== Data section

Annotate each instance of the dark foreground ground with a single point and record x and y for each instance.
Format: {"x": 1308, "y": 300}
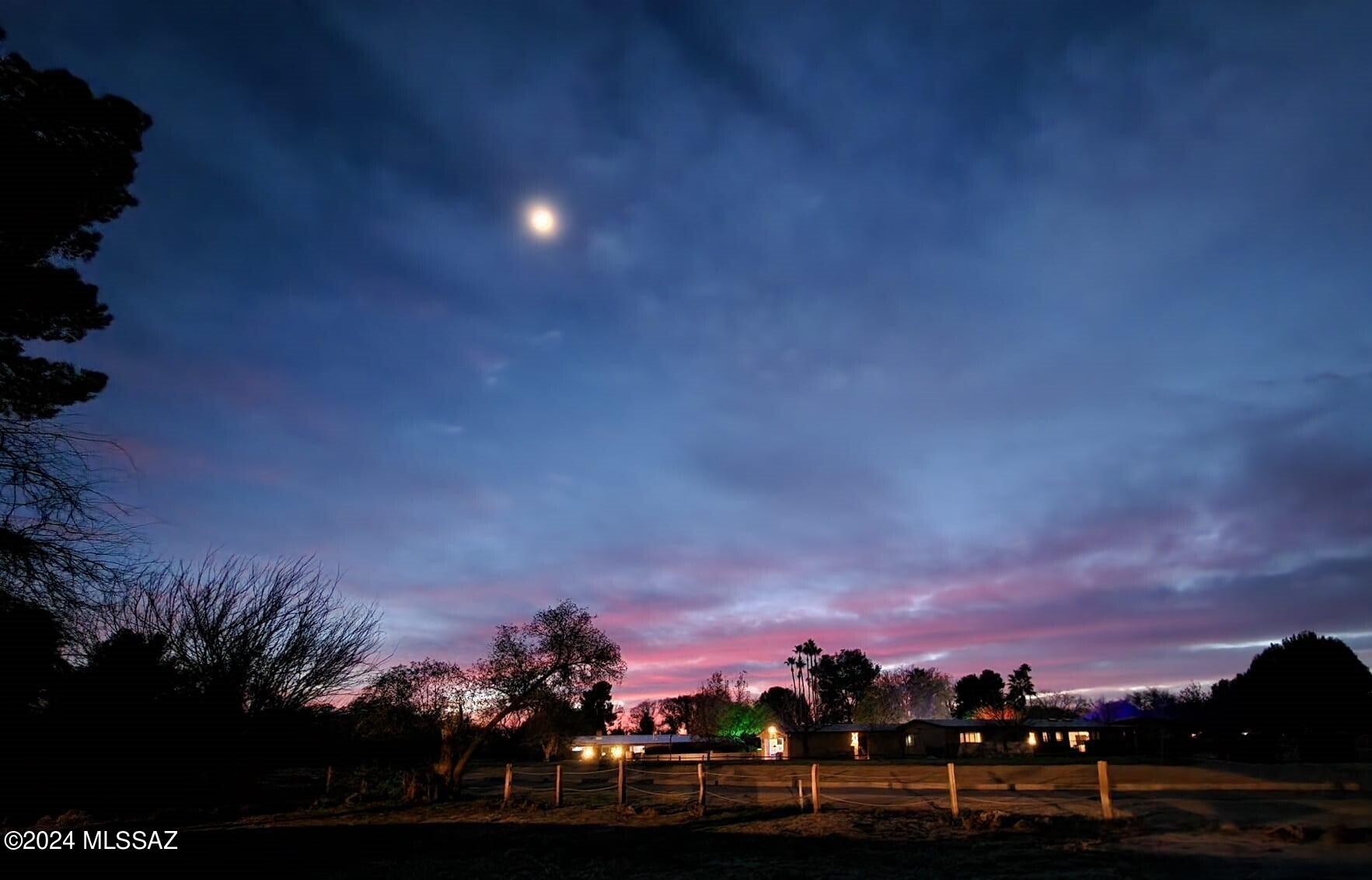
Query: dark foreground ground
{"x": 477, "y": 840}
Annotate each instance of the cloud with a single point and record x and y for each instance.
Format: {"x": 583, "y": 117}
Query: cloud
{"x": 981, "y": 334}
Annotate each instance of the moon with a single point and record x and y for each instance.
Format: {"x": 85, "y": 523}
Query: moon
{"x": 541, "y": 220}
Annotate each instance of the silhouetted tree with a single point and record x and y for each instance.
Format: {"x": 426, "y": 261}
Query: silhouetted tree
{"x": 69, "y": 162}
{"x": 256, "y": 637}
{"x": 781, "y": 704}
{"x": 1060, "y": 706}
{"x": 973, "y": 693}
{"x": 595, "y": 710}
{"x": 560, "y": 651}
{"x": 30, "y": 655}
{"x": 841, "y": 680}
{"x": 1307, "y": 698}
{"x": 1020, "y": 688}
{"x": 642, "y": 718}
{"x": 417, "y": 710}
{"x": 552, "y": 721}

====
== Data section

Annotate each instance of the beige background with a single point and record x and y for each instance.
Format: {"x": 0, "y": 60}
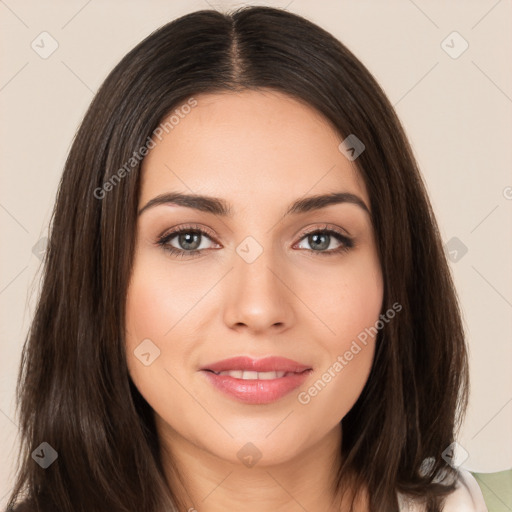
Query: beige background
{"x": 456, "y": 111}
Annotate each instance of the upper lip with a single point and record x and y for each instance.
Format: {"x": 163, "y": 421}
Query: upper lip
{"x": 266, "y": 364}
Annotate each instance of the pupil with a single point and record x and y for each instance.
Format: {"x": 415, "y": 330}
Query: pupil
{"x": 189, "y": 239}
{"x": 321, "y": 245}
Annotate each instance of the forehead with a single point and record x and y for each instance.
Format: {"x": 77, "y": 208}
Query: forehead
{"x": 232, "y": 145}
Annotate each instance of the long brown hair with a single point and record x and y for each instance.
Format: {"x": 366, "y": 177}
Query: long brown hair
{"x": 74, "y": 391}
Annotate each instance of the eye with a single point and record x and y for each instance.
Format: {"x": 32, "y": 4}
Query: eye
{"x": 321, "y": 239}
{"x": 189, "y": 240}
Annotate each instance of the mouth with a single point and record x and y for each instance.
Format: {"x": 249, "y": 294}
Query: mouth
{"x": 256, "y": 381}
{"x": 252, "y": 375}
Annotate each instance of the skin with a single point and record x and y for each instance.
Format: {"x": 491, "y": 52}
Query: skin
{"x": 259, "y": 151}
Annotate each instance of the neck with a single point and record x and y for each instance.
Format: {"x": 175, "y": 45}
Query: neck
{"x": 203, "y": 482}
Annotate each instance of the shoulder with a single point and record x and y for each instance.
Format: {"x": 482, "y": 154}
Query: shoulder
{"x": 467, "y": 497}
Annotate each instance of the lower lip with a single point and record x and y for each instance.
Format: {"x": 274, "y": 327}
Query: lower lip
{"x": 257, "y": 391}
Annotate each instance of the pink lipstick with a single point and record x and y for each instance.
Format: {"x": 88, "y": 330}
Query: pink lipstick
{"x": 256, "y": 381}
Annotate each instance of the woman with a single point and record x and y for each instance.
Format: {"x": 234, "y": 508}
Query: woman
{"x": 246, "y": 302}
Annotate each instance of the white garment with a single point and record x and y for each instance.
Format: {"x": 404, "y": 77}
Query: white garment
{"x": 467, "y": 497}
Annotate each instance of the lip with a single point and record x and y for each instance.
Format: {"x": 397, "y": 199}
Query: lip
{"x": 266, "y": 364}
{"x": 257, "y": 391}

====

**Work to be completed**
Working from the data above, repeat exactly, and only, the lines that begin at the line containing "Annotate each instance of the dark" and stop after the line containing "Annotate each instance of the cloud"; pictures are not copied.

**Answer box**
Annotate each instance of the dark foreground ground with a single point and record x and y for each instance.
Format: {"x": 1308, "y": 300}
Query: dark foreground ground
{"x": 477, "y": 840}
Annotate each instance of the cloud with a single point and record x and y for each instance.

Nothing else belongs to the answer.